学習目標 A:
後に掲げるエントリーのすべての行を、一字も変えずにそのまま書き写しなさい。

本文抜粋:

════════════════════

改憲論者の嘘
◆憲法は「緊急事態」対応を認めている
最近まで、改憲論と言えば9条に関するものがほとんどであった。しかし、東日本大震災とコロナ・パンデミック(大感染)を体験した辺りから、「緊急事態条項」の新設を主張する声が大きくなってきた。
曰く、「大災害に直面したら、人権を停止して、権力を一元化して、国家として迅速に対応することが必要で、それを想定した緊急事態条項が現憲法にはない。」
確かに、大災害に直面した場合には、国家としては迅速に決断して、強制的に国民の移動を制限したり国民の財産を公のために用いたりすること(つまり人権の制限)は必要で有効である。
しかし、現行の憲法にはそれを可能にする規定が既に存在する。12条は「この憲法が国民に保障する権利(つまり人権)は常に公共の福祉のためにこれを利用する責任を負う」と規定し、13条は「国民の権利は、公共の福祉に反しない限り、国政の上で、最大の尊重を必要とする」と規定している。

════════════════════

学習目標 B:
本文で言及されている憲法の条文番号をすべて挙げなさい。

コレクションに保存された項目:
════════════════════

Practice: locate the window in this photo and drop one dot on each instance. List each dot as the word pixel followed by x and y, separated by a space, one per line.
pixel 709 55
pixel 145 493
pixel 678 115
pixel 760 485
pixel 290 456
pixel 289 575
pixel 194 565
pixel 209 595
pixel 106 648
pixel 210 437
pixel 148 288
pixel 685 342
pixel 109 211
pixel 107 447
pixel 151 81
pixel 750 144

════════════════════

解答例 A:
Practice: locate the window in this photo and drop one dot on each instance. List each dot as the word pixel followed by x and y, separated by a space, one per line.
pixel 709 55
pixel 145 493
pixel 678 115
pixel 760 485
pixel 290 456
pixel 289 575
pixel 194 565
pixel 209 595
pixel 106 648
pixel 210 437
pixel 148 288
pixel 685 342
pixel 109 211
pixel 107 447
pixel 151 81
pixel 750 144

解答例 B:
9条、12条、13条